DIRECTIONS FOR THIS TASK:
Look below for the line with "Mark each instance of the cascading". Extract that line and each one after it through the last, word for word.

<<<<

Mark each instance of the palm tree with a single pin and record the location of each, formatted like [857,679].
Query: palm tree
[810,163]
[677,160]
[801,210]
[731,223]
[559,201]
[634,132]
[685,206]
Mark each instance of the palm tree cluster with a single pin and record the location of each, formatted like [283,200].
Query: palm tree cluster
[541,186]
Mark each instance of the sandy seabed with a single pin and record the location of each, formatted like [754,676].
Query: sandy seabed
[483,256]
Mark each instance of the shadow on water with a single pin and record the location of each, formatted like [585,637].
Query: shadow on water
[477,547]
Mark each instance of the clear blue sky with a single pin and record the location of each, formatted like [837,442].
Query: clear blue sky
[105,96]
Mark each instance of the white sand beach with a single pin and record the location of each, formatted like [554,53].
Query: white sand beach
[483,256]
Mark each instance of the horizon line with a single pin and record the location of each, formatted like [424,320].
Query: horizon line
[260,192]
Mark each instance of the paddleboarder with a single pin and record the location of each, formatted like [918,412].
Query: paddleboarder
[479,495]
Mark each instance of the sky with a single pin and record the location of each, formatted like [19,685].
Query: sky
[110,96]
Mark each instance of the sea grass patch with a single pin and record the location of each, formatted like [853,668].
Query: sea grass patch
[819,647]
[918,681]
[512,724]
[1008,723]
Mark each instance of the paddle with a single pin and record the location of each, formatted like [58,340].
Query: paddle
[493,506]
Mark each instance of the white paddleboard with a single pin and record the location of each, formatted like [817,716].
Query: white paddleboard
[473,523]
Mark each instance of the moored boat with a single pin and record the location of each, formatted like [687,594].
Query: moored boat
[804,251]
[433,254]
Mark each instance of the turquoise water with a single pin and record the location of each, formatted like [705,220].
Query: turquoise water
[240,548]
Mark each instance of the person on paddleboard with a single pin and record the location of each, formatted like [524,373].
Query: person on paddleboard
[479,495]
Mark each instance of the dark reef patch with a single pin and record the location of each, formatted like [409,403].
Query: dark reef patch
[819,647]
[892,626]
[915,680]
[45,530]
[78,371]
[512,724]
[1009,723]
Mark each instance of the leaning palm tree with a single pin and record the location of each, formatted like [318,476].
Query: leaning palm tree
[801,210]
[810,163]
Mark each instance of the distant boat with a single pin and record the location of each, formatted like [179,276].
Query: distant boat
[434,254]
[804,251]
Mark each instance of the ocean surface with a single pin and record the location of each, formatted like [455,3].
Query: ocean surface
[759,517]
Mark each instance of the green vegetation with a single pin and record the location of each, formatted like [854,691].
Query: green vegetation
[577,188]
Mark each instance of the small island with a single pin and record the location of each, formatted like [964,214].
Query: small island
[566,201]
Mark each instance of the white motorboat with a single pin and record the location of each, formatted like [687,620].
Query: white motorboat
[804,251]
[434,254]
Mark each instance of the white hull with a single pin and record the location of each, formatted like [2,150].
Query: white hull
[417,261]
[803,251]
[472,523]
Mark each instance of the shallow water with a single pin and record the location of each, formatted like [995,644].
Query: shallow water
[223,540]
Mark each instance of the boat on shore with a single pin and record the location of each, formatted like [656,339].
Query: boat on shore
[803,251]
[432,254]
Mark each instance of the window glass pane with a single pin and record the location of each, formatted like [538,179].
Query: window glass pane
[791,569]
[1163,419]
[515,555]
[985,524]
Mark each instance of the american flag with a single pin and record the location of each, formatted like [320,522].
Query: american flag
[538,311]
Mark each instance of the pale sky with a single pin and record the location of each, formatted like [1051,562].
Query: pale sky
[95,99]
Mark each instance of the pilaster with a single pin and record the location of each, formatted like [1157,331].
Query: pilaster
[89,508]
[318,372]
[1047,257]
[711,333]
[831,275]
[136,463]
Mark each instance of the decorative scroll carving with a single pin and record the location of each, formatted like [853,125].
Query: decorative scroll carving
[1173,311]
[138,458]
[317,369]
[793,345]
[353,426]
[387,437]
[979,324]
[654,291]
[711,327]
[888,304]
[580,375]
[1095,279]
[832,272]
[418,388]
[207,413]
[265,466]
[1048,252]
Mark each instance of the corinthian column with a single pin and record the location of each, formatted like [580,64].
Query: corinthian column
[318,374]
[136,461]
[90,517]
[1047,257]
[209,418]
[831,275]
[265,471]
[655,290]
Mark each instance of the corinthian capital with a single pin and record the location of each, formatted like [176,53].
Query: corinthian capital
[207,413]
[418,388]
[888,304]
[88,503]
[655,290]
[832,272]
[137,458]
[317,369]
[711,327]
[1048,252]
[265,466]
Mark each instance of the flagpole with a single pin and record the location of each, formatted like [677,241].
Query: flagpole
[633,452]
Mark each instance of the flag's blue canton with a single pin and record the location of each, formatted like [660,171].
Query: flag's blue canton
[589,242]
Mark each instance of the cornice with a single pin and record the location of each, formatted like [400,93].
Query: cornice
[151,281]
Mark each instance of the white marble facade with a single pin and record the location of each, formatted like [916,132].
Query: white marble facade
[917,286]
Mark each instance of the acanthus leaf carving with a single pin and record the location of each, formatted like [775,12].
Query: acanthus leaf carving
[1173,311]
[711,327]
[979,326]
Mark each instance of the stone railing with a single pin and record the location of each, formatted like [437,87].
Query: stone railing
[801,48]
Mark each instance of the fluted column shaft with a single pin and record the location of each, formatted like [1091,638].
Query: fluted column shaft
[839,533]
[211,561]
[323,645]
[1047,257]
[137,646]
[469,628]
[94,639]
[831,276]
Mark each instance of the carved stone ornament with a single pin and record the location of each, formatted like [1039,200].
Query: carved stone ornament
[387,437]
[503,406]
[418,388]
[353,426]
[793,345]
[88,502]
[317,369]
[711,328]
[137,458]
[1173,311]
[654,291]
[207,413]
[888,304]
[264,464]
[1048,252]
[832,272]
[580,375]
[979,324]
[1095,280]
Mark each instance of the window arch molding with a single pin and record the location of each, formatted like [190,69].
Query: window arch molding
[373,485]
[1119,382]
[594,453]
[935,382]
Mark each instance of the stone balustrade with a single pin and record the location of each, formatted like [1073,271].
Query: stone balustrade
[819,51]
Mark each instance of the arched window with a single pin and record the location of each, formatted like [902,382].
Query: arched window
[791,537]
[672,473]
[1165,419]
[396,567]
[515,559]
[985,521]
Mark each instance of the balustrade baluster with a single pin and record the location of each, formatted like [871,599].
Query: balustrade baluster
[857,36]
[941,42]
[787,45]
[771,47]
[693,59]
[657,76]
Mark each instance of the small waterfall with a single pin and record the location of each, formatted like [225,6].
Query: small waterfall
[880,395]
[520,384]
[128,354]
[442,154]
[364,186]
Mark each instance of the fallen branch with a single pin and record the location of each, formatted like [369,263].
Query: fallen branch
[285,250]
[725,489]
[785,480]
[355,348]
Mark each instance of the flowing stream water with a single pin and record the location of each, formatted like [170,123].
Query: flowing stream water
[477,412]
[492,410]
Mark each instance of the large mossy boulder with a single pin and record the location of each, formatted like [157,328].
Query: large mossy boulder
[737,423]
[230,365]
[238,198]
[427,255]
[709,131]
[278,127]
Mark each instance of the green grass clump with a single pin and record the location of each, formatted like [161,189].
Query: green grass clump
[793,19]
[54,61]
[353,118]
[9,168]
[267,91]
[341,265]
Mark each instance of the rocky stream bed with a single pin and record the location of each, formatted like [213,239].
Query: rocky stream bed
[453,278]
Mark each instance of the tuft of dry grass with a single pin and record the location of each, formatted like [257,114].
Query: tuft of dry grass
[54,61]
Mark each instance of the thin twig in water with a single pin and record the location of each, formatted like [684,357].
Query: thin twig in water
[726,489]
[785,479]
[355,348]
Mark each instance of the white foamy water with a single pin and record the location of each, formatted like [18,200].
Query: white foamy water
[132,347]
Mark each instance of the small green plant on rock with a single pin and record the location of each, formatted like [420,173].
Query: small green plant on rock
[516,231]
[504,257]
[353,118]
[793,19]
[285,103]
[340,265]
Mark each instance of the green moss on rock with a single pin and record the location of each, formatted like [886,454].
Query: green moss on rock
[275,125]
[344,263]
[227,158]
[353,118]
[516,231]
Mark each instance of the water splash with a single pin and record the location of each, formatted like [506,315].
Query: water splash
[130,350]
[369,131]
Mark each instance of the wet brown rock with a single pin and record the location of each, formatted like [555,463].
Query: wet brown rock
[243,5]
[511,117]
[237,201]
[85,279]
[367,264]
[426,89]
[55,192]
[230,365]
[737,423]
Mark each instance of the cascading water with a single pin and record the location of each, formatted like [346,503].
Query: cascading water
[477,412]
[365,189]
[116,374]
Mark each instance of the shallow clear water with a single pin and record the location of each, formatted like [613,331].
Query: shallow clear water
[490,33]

>>>>

RESPONSE AREA:
Mark each instance of the cascading water with a single pin and record the location of each, formatted like [346,503].
Query: cascading water
[477,412]
[365,189]
[116,374]
Mark each instance of the shallow clear water with a single pin and record the location of each, formatted like [613,331].
Query: shallow clear water
[490,33]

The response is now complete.